> **GIVEN TEXT**:
══════════
To conclude, I reassure your Lordships that we already have robust plans in place to assess and review the Bill’s impacts, including on industrial action. My commitment in an earlier debate to meet noble Lords to discuss the impact assessment further still stands. I therefore ask the noble Lord, Lord Sharpe of Epsom, to withdraw Amendment 262.
My Lords, I thank the noble Lord, Lord Leong, for his answer, but I am, of course, disappointed. I must say to him that of course he could not repeat the argument about the impact assessment because it is manifestly inadequate and overreliant on the word “could”, which he just used again.
So it is with a sense of frustration that I close this debate on Amendment 262 because, let us be blunt, the Regulatory Policy Committee has already deemed the Government’s own analysis inadequate. It found that the assessment underpinning this Bill failed to consider important variables, lacked robust modelling of strike-related costs and omitted any real evaluation of how the repeal of the 2016 Act provisions might drive up the number of working days lost to industrial action. That is criticism born not of political bias but of technical expert judgment, but the Government persist in asserting that an independent stocktake of actual strike days would be superfluous.
══════════
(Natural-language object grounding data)

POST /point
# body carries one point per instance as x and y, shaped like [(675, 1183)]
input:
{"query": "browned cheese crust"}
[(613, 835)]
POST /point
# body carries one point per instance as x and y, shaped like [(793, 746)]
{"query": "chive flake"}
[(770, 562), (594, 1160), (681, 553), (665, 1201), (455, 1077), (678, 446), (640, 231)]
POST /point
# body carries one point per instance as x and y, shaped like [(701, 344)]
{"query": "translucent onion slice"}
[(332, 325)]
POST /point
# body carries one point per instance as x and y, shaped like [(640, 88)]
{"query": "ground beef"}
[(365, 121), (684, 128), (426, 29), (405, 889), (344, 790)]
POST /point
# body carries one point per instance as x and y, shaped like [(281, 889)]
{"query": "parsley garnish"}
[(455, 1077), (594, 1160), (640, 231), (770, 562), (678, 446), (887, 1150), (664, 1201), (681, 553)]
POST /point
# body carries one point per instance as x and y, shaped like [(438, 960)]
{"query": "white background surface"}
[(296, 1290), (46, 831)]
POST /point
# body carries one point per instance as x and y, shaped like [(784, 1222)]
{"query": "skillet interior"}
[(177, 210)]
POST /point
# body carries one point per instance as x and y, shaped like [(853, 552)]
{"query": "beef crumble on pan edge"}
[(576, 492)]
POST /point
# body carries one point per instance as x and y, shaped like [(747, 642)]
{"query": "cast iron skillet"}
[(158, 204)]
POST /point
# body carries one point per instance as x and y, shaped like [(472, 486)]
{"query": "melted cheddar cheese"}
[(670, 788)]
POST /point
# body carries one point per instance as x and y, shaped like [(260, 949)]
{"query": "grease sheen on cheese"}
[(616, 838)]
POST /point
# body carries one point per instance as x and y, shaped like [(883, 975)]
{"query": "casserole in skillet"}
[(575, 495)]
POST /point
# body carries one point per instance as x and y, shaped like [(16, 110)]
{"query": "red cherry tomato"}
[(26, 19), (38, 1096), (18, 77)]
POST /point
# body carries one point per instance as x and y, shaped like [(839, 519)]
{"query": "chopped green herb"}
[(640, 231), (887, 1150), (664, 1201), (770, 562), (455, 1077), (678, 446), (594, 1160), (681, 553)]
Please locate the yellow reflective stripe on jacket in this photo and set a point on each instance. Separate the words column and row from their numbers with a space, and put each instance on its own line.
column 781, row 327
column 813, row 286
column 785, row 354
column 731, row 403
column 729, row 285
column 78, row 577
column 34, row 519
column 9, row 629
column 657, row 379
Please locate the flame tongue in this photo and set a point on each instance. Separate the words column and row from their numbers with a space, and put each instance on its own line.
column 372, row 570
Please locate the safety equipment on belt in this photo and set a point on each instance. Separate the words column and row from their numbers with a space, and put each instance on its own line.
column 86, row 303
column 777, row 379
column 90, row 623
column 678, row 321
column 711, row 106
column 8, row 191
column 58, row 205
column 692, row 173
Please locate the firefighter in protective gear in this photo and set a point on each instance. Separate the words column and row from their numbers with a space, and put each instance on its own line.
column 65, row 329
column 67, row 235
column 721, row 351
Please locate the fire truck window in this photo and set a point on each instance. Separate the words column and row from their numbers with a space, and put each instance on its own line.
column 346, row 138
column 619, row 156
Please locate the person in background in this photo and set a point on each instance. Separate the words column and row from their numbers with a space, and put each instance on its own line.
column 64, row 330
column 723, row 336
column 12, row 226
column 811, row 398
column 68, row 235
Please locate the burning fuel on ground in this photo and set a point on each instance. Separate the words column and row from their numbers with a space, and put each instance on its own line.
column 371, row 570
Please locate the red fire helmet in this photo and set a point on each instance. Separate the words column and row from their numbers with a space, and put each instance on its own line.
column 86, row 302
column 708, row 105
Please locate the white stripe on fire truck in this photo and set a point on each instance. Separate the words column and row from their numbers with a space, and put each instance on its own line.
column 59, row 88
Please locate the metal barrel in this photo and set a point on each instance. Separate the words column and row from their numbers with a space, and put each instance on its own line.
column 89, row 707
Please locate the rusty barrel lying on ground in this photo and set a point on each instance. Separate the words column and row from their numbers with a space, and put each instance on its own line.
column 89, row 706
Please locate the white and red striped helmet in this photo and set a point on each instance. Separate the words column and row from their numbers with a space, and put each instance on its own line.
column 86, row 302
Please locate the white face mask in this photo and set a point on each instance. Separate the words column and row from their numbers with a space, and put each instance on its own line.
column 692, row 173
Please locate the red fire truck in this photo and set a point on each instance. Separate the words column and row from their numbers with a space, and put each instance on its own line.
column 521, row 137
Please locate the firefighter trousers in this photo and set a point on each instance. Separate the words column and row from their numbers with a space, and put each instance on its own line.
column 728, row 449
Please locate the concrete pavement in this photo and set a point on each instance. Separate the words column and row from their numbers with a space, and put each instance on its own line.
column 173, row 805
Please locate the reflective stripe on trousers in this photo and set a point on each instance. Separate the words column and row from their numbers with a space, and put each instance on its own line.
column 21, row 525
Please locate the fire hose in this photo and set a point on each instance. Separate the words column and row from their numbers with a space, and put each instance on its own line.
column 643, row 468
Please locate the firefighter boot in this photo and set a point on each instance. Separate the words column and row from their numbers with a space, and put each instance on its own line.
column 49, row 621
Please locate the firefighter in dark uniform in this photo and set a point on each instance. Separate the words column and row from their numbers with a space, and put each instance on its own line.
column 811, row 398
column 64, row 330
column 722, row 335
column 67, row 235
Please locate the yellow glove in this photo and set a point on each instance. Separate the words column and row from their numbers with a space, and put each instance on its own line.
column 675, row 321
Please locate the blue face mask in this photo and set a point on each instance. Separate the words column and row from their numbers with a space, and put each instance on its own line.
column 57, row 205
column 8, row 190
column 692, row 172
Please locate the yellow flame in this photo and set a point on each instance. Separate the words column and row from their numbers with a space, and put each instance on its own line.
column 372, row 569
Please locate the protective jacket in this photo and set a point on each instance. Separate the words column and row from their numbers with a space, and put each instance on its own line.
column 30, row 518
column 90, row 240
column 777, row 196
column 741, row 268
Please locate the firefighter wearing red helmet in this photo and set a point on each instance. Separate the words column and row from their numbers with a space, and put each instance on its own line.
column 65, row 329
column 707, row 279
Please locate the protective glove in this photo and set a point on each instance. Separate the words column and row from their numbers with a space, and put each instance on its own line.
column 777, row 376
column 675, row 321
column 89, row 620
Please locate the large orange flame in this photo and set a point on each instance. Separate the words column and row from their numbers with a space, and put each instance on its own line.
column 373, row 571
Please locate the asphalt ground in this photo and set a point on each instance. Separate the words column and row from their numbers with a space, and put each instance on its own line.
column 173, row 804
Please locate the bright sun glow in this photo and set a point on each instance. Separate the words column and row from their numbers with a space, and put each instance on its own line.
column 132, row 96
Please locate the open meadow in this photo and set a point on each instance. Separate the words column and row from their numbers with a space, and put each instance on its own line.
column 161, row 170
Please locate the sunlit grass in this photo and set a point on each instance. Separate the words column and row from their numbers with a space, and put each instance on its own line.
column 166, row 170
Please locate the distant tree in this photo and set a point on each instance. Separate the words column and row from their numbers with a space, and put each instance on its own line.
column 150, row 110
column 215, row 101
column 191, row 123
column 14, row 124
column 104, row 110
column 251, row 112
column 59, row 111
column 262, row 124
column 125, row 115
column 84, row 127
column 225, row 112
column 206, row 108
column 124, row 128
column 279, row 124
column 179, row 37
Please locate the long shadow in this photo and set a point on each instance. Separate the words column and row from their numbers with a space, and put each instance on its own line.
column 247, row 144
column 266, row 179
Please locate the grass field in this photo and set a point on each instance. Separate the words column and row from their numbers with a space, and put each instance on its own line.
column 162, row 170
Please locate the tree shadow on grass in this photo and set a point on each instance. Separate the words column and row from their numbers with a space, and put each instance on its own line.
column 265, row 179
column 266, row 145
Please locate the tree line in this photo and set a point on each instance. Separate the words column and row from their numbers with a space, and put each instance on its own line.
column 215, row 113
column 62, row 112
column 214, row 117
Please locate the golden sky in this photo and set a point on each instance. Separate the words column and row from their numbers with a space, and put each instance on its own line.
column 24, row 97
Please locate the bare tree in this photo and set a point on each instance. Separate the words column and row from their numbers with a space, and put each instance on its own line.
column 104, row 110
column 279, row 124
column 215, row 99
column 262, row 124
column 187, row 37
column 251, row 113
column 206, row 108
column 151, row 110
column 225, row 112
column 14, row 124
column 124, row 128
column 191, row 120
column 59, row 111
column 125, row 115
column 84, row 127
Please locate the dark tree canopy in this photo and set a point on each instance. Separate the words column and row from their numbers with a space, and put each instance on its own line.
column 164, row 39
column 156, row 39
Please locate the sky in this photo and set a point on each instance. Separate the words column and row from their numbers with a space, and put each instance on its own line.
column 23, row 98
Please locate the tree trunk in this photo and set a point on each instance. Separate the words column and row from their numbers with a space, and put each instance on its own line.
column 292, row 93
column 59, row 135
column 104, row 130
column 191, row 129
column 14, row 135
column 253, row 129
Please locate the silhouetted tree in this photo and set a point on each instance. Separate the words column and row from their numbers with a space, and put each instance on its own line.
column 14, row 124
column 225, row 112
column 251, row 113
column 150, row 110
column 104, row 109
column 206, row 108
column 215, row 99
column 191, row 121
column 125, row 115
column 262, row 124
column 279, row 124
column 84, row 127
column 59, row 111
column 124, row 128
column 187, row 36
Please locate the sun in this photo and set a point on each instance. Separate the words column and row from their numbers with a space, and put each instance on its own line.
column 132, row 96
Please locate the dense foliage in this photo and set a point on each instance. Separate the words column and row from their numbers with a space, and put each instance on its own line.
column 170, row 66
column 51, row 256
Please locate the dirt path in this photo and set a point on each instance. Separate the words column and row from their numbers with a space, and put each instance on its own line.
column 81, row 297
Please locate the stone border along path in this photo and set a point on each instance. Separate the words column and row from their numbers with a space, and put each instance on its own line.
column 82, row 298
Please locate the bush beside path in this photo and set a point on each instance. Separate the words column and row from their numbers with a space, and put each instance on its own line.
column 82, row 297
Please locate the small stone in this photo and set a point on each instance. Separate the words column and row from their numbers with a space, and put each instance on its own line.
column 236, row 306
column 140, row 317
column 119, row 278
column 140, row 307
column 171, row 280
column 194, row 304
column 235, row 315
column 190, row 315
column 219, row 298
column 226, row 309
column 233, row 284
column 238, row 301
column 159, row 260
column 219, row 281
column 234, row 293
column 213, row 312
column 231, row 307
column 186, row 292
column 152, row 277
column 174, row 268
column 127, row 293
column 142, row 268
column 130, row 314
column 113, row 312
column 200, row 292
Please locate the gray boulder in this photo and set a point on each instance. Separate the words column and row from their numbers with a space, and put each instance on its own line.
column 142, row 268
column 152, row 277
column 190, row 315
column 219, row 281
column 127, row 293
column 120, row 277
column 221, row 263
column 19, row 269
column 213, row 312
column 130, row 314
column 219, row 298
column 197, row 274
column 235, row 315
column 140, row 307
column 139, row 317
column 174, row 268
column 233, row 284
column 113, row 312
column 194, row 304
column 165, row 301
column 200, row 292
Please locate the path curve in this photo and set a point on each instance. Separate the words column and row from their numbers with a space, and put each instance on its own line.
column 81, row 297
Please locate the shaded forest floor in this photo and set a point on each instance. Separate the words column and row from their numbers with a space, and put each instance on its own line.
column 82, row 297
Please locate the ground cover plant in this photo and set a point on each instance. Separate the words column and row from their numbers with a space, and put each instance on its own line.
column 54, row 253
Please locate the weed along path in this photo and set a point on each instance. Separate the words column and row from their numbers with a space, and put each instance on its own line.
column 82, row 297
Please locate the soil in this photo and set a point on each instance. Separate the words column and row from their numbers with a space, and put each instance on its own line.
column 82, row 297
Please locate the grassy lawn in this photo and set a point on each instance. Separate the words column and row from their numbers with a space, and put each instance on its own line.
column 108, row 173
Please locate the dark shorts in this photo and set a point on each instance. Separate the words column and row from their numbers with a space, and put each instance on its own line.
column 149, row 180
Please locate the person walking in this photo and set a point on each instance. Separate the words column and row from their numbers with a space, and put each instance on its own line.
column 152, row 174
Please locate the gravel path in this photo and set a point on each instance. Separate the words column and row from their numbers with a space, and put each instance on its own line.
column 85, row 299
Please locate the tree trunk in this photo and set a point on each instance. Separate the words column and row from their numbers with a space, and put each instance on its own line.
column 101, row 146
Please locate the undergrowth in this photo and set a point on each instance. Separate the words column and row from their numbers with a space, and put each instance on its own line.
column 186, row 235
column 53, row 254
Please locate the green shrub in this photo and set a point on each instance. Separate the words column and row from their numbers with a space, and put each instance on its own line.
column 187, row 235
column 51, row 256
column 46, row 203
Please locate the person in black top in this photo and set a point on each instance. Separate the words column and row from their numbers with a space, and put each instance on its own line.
══════════
> **PARTS OF THE EXERCISE**:
• a. Answer these questions on the Lords debate excerpt, one line each:
(i) Which amendment is Lord Sharpe of Epsom asked to withdraw?
(ii) Which word is the impact assessment said to be overreliant on?
(iii) Which body has already deemed the Government's analysis inadequate?
• b. Please carry on the Lords debate excerpt from its last sentence, in the same speaker's voice.

> **ANSWERS PROVIDED**:
• a.
(i) Amendment 262
(ii) "could"
(iii) The Regulatory Policy Committee

• b.
During the Bill’s passage, no fewer than 160 government amendments were tabled on Report, some of the most consequential of which would fundamentally alter the trade union landscape: changes to ballot thresholds, as my noble friend Lord Fuller explained; adjustments to picketing rules; and alterations to facility time arrangements. Many came late, with scant time for meaningful consultation and no accompanying update to the impact assessment. In effect, we are being asked to sign off on a statute the final shape of which was revealed only in piecemeal fashion and for which no comprehensive evaluation has ever been produced. There is more flesh on the skeleton now, but it still makes for a pretty unsavoury sight.
The consequences of this are already evident. Businesses stand in limbo. They are unsure how to prepare—again, the lack of an implementation plan. HR directors, legal advisers and finance teams are all left guessing which rules will apply. If the Government can point to a single one who is not, could they please say so, because we have spoken to very many and cannot find a single one who is not left guessing? They require clarity, not uncertainty. They need to know, for instance, whether a union ballot will again require a 50% turnout, or whether the conduct of pickets will be governed by new or old prescriptions. In their absence, investment decisions are deferred, retention and, especially, recruitment strategies are on hold and the workforce, unsure of its rights and obligations, faces unnecessary anxiety.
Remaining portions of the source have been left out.